-- Start Extracted entries --
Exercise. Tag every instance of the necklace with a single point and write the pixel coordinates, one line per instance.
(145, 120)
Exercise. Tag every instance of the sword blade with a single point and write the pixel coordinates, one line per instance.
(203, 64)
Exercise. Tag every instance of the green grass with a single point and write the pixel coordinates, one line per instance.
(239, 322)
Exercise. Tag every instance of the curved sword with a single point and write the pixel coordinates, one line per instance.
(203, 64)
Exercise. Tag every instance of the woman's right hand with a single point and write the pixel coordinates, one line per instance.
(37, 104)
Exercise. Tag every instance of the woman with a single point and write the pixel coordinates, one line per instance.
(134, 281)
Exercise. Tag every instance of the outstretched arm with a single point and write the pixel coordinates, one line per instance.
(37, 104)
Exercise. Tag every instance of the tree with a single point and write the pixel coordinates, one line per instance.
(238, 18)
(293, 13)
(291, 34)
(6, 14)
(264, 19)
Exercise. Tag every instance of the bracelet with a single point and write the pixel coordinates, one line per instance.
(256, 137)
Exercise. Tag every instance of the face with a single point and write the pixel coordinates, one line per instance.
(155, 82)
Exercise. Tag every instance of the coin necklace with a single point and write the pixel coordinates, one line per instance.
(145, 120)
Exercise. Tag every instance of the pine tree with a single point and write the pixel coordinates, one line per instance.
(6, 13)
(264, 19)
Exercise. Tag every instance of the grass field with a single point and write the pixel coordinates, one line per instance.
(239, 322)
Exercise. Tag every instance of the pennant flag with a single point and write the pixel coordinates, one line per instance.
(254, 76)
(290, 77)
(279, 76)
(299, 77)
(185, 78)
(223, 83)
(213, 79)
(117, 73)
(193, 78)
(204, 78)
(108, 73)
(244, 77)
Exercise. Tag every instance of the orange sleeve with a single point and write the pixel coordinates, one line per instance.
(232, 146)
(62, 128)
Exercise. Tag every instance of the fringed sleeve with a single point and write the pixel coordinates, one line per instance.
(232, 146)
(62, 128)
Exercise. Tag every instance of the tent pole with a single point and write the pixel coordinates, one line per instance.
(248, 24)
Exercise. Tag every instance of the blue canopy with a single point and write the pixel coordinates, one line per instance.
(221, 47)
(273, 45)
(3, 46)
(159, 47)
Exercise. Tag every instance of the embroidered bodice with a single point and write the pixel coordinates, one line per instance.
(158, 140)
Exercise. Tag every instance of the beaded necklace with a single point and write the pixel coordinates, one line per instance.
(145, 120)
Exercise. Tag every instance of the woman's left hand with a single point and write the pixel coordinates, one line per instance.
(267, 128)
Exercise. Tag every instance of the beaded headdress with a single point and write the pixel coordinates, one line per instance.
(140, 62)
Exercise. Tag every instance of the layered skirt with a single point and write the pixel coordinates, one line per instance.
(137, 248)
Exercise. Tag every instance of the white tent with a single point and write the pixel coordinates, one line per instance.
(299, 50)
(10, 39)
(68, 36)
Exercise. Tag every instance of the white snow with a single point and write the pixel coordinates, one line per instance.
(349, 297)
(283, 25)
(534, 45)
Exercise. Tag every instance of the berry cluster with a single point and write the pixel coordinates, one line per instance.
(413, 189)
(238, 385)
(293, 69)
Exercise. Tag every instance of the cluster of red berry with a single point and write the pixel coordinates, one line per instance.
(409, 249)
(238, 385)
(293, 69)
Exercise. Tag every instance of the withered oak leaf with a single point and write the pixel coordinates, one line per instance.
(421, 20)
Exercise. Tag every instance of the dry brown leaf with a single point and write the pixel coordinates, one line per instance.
-- End Extracted entries --
Brief |
Without leaving anything out, quote all the data.

Exercise result |
Exercise. Tag every instance of the necklace with a single point and write the pixel coordinates, one line per instance.
(145, 120)
Exercise. Tag every instance of the sword blade with a single point and write the pixel coordinates, one line per instance.
(203, 64)
Exercise. Tag every instance of the green grass with a single point and write the pixel coordinates, one line per instance.
(239, 322)
Exercise. Tag every instance of the curved sword with a single point and write the pixel coordinates, one line per instance.
(203, 64)
Exercise. Tag every instance of the woman's right hand with a single point and write the pixel coordinates, one line per instance.
(37, 104)
Exercise. Tag every instance of the woman with a single point and write the pixel coordinates, one line per instance.
(134, 281)
Exercise. Tag every instance of the outstretched arm with a single point and write the pixel coordinates, one line per instance.
(37, 104)
Exercise. Tag every instance of the tree with a single point and write the pixel coordinates, one line per instance.
(238, 18)
(293, 13)
(291, 34)
(6, 14)
(264, 19)
Exercise. Tag every instance of the bracelet with a single point and write the pixel coordinates, one line per instance.
(256, 137)
Exercise. Tag every instance of the face with a single point and write the pixel coordinates, one line per instance.
(155, 82)
Exercise. Tag every instance of the coin necklace with a single point and write the pixel coordinates, one line per instance.
(145, 120)
Exercise. Tag every instance of the pine tree with a single point and write the pixel coordinates, one line per instance.
(6, 13)
(264, 19)
Exercise. Tag every instance of the grass field with a single point and write the pixel coordinates, one line per instance.
(239, 322)
Exercise. Tag every instance of the pennant flag with a single point and write the pixel coordinates, one line per instance.
(254, 76)
(290, 77)
(279, 76)
(299, 77)
(185, 78)
(223, 83)
(213, 79)
(117, 73)
(193, 78)
(204, 78)
(108, 73)
(244, 77)
Exercise. Tag every instance of the orange sleeve with a single point and write the pixel coordinates, one line per instance.
(232, 146)
(62, 128)
Exercise. Tag every instance of the fringed sleeve with a single point and write the pixel coordinates, one line per instance.
(232, 146)
(62, 128)
Exercise. Tag every instance of the tent pole with a single point and write the pixel coordinates, one line per instance.
(248, 24)
Exercise. Tag every instance of the blue canopy with a single point and write the pixel coordinates, one line per instance.
(221, 47)
(273, 45)
(3, 46)
(159, 47)
Exercise. Tag every instance of the embroidered bodice with a single point and write the pixel coordinates, one line per instance.
(158, 140)
Exercise. Tag every instance of the beaded necklace with a single point and write the pixel coordinates, one line per instance.
(145, 120)
Exercise. Tag every instance of the woman's left hand with a single point and write the pixel coordinates, one line per instance.
(267, 128)
Exercise. Tag every instance of the beaded headdress with a single point and write the pixel coordinates, one line per instance.
(140, 62)
Exercise. Tag every instance of the layered skirt with a single point and write the pixel coordinates, one line per instance.
(137, 248)
Exercise. Tag every instance of the white tent with a single point and write the pixel coordinates, one line per instance.
(299, 50)
(10, 39)
(68, 36)
Exercise. Tag every instance of the white snow with a single point and write the pixel coordinates, one line per instance.
(349, 297)
(283, 25)
(534, 45)
Exercise. Tag every instance of the berry cluster with a single point and write the pixel coordinates, one line per instance.
(413, 189)
(238, 385)
(293, 69)
Exercise. Tag every instance of the cluster of red berry with a single point and write the pixel coordinates, one line per instance.
(409, 249)
(238, 385)
(293, 69)
Exercise. Tag every instance of the withered oak leaf with a single point and write the pixel coordinates, one line per instance.
(421, 20)
Exercise. Tag every instance of the dry brown leaf with a single point and write the pixel coordinates, one line per instance.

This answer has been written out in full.